* start *
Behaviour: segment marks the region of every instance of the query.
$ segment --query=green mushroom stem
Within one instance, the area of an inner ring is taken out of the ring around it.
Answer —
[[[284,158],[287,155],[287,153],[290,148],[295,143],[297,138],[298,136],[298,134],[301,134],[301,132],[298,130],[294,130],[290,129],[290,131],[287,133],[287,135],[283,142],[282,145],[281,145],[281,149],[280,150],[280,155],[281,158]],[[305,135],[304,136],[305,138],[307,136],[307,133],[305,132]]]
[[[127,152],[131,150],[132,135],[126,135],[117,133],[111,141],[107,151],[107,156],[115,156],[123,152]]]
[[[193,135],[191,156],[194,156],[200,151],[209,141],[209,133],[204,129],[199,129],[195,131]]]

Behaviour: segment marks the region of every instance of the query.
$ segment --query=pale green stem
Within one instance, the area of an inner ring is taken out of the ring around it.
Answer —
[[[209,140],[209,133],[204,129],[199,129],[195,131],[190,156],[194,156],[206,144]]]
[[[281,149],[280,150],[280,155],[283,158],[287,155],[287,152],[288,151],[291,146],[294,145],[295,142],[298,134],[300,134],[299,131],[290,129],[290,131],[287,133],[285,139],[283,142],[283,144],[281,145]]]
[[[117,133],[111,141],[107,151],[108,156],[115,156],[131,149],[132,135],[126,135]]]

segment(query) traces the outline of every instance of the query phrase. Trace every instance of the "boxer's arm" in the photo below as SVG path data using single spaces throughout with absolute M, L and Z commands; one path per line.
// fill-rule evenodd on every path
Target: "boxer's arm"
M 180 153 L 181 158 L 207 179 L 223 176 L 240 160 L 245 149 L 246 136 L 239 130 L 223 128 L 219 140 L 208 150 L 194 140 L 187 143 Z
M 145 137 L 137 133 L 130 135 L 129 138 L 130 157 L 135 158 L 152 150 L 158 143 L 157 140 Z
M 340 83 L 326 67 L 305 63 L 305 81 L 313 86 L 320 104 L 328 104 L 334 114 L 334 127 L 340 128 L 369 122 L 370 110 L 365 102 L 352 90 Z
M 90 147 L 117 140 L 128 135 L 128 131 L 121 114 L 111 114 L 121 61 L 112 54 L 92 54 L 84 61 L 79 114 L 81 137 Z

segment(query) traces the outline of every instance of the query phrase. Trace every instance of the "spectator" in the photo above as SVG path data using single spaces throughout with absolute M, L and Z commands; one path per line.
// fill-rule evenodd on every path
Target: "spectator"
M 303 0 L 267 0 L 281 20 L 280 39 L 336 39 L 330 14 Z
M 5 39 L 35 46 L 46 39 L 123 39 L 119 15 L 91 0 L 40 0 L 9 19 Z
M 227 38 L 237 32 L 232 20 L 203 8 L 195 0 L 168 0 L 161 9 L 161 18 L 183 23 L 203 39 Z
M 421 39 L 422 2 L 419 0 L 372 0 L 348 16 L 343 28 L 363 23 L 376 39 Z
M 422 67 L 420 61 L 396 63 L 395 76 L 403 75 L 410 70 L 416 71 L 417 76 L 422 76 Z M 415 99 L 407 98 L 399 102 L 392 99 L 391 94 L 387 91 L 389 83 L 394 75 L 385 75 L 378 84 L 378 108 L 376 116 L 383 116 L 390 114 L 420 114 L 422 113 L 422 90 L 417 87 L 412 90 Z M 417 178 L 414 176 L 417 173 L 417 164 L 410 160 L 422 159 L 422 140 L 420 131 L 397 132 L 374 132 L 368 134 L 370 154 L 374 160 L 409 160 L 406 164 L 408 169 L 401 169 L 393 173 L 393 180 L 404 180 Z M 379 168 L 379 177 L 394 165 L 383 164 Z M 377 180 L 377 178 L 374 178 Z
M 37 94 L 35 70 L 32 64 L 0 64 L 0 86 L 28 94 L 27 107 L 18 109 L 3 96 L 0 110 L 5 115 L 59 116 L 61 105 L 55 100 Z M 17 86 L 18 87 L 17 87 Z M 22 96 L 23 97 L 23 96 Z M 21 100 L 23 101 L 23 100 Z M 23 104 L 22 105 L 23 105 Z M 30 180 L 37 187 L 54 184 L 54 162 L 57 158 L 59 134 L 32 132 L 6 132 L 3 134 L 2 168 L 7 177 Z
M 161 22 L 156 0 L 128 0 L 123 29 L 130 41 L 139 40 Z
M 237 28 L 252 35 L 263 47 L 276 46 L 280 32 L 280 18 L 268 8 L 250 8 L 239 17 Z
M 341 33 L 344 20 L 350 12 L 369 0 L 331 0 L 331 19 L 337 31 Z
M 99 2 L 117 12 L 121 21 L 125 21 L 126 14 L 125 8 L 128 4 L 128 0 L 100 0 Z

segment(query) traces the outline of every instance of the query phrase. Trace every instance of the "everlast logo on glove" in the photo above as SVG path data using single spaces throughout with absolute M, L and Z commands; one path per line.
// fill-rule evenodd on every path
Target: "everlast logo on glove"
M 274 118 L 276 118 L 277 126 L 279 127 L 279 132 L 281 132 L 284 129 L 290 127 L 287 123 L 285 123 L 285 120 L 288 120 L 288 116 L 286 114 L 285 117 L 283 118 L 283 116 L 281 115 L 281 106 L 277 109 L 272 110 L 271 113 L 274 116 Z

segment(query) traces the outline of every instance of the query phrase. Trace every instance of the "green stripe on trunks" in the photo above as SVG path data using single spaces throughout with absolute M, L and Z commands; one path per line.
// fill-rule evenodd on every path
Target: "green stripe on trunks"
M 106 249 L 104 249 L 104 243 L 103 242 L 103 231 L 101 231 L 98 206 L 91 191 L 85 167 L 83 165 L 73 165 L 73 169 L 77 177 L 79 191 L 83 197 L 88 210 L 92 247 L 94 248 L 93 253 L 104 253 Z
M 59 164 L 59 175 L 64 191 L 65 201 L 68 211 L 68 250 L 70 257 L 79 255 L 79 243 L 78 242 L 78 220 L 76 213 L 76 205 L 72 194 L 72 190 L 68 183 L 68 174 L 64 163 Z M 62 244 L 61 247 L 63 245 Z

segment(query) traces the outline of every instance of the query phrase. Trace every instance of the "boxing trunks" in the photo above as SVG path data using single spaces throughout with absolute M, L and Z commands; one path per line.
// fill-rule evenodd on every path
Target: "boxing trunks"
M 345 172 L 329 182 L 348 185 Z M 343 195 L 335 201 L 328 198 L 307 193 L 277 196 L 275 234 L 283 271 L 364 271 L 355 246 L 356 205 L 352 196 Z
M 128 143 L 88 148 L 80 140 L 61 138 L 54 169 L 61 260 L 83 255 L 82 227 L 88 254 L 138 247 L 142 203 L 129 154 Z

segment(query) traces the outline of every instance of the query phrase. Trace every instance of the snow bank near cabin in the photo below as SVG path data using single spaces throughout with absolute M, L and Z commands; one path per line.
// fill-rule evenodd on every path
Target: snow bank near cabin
* end *
What to work on
Render every line of the listing above as a numbered list, omitting the blank lines.

Reply to the exercise
1. Behaviour: segment marks the region of every instance of the query.
2. $ segment --query=green mushroom stem
3. Within one instance, the area of an inner ring is taken out of the ring around it.
4. Answer —
5. [[[284,158],[287,155],[287,153],[290,148],[295,143],[297,138],[298,136],[298,134],[301,134],[301,132],[298,130],[294,130],[290,129],[290,131],[287,133],[287,135],[283,142],[282,145],[281,145],[281,149],[280,150],[280,155],[281,158]],[[305,135],[304,136],[305,138],[307,136],[307,133],[305,132]]]
6. [[[127,152],[131,150],[132,135],[126,135],[117,133],[111,141],[107,151],[107,156],[115,156],[123,152]]]
7. [[[193,135],[191,156],[194,156],[200,151],[209,141],[209,133],[204,129],[199,129],[195,131]]]
8. Behaviour: segment marks the region of every instance of the query.
9. $ segment --query=pale green stem
10. Within one instance, the area of an inner ring is taken out of the ring around it.
11. Answer —
12. [[[209,140],[209,133],[204,129],[199,129],[195,131],[190,156],[194,156],[206,144]]]
13. [[[281,149],[280,150],[280,155],[283,158],[287,155],[287,152],[288,151],[291,146],[294,145],[295,142],[298,134],[300,134],[299,131],[290,129],[290,131],[287,133],[285,139],[283,142],[283,144],[281,145]]]
14. [[[117,133],[111,141],[107,151],[108,156],[115,156],[131,149],[132,135],[126,135]]]
15. segment(query) traces the outline of every instance of the query phrase. Trace every instance of the "boxer's arm" in the photo below as SVG path data using single spaces throughout with absolute M, L and Z commands; one path per line.
16. // fill-rule evenodd on every path
17. Target: "boxer's arm"
18. M 180 153 L 181 158 L 207 179 L 223 176 L 240 160 L 245 149 L 246 136 L 239 130 L 223 128 L 219 140 L 208 150 L 194 140 L 187 143 Z
19. M 145 137 L 137 133 L 130 135 L 129 138 L 130 157 L 135 158 L 152 150 L 158 143 L 157 140 Z
20. M 340 83 L 326 67 L 305 63 L 305 81 L 313 86 L 320 104 L 328 104 L 334 114 L 334 127 L 340 128 L 369 122 L 370 110 L 365 102 L 352 90 Z
21. M 90 147 L 117 140 L 128 135 L 128 131 L 121 114 L 111 114 L 121 61 L 112 54 L 92 54 L 84 61 L 79 114 L 81 137 Z
22. segment(query) traces the outline of every instance of the query phrase. Trace every instance of the "spectator" in the photo above as SVG path data using single spaces throughout with absolute M, L and Z commands; one path per line.
23. // fill-rule evenodd on every path
24. Target: "spectator"
25. M 303 0 L 267 0 L 281 20 L 280 39 L 336 39 L 330 14 Z
26. M 5 39 L 35 46 L 46 39 L 123 39 L 119 15 L 91 0 L 40 0 L 9 19 Z
27. M 227 38 L 237 32 L 232 20 L 203 8 L 195 0 L 168 0 L 161 9 L 161 18 L 183 23 L 203 39 Z
28. M 421 39 L 422 2 L 419 0 L 372 0 L 348 16 L 343 28 L 363 23 L 376 39 Z
29. M 422 67 L 420 61 L 396 63 L 395 76 L 403 75 L 410 70 L 416 71 L 417 76 L 422 76 Z M 415 99 L 407 98 L 399 102 L 392 99 L 391 94 L 387 91 L 389 83 L 394 75 L 385 75 L 378 84 L 378 108 L 376 116 L 383 116 L 390 114 L 420 114 L 422 113 L 422 90 L 417 87 L 412 90 Z M 417 178 L 414 176 L 417 173 L 417 164 L 410 160 L 422 159 L 422 140 L 420 131 L 397 132 L 374 132 L 368 134 L 370 154 L 374 160 L 409 160 L 406 164 L 408 169 L 401 169 L 393 173 L 393 180 L 404 180 Z M 379 168 L 379 177 L 394 165 L 383 164 Z M 377 180 L 377 178 L 374 178 Z
30. M 37 94 L 35 70 L 32 64 L 0 64 L 0 86 L 28 94 L 27 107 L 18 109 L 3 96 L 0 110 L 5 115 L 59 116 L 61 105 L 55 100 Z M 17 86 L 18 87 L 17 87 Z M 22 96 L 23 97 L 23 96 Z M 21 100 L 23 101 L 23 100 Z M 23 104 L 22 105 L 23 105 Z M 30 180 L 37 187 L 54 184 L 54 162 L 57 158 L 59 134 L 32 132 L 6 132 L 3 134 L 2 168 L 7 177 Z
31. M 161 22 L 156 0 L 128 0 L 123 29 L 130 41 L 139 40 Z
32. M 237 28 L 252 35 L 263 47 L 276 46 L 280 32 L 280 18 L 268 8 L 250 8 L 239 17 Z
33. M 341 33 L 344 20 L 350 12 L 369 0 L 331 0 L 331 19 L 337 31 Z
34. M 99 2 L 117 12 L 121 21 L 125 21 L 126 14 L 125 8 L 128 4 L 128 0 L 100 0 Z
35. segment(query) traces the outline of every instance of the query phrase. Trace every instance of the "everlast logo on glove" in the photo above as SVG path data using single spaces throughout with absolute M, L and Z commands; one path per line.
36. // fill-rule evenodd on every path
37. Target: "everlast logo on glove"
38. M 274 118 L 276 118 L 277 126 L 279 127 L 279 132 L 281 132 L 284 129 L 290 127 L 287 123 L 285 123 L 285 120 L 288 120 L 288 116 L 286 114 L 285 117 L 283 118 L 283 116 L 281 115 L 281 106 L 277 109 L 272 110 L 271 113 L 274 116 Z
39. segment(query) traces the outline of every instance of the query phrase. Trace every instance of the "green stripe on trunks" in the photo above as SVG path data using single spaces throughout with absolute M, L and Z commands; one path per line.
40. // fill-rule evenodd on every path
41. Target: "green stripe on trunks"
42. M 106 249 L 104 249 L 104 243 L 103 242 L 103 231 L 101 231 L 98 206 L 91 191 L 85 167 L 83 165 L 73 165 L 73 169 L 77 177 L 79 191 L 83 197 L 88 210 L 92 247 L 94 248 L 93 253 L 104 253 Z
43. M 59 164 L 59 175 L 64 191 L 65 201 L 68 211 L 68 250 L 70 257 L 79 255 L 79 243 L 78 242 L 78 220 L 76 213 L 76 205 L 72 194 L 72 190 L 68 183 L 68 174 L 64 163 Z M 62 244 L 61 247 L 63 245 Z
44. segment(query) traces the outline of every instance of the query phrase. Trace every instance of the "boxing trunks" in the photo above as SVG path data using single spaces throughout with absolute M, L and Z commands; one path per line.
45. // fill-rule evenodd on every path
46. Target: "boxing trunks"
47. M 345 172 L 329 182 L 348 185 Z M 343 195 L 335 201 L 328 198 L 307 193 L 277 196 L 275 234 L 283 271 L 364 271 L 355 246 L 356 205 L 352 196 Z
48. M 128 143 L 88 148 L 80 140 L 61 138 L 54 169 L 61 260 L 83 255 L 82 227 L 88 254 L 138 247 L 142 203 L 129 154 Z
49. segment(query) traces the outline of every instance of the query phrase. Trace every instance of the snow bank near cabin in the photo below as SVG path data using single spaces throughout with absolute M, L and Z commands; one path per line.
50. // fill-rule evenodd on every path
51. Target: snow bank near cabin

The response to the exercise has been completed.